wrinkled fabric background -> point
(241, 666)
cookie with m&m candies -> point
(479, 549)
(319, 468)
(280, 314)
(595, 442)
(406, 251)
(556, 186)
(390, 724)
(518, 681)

- Goal of the exercise: Print back all the lines verbatim.

- Written response:
wrinkled fabric background -> point
(241, 666)
cookie with m&m candies -> point
(479, 549)
(319, 468)
(280, 314)
(595, 442)
(406, 251)
(556, 186)
(390, 724)
(518, 681)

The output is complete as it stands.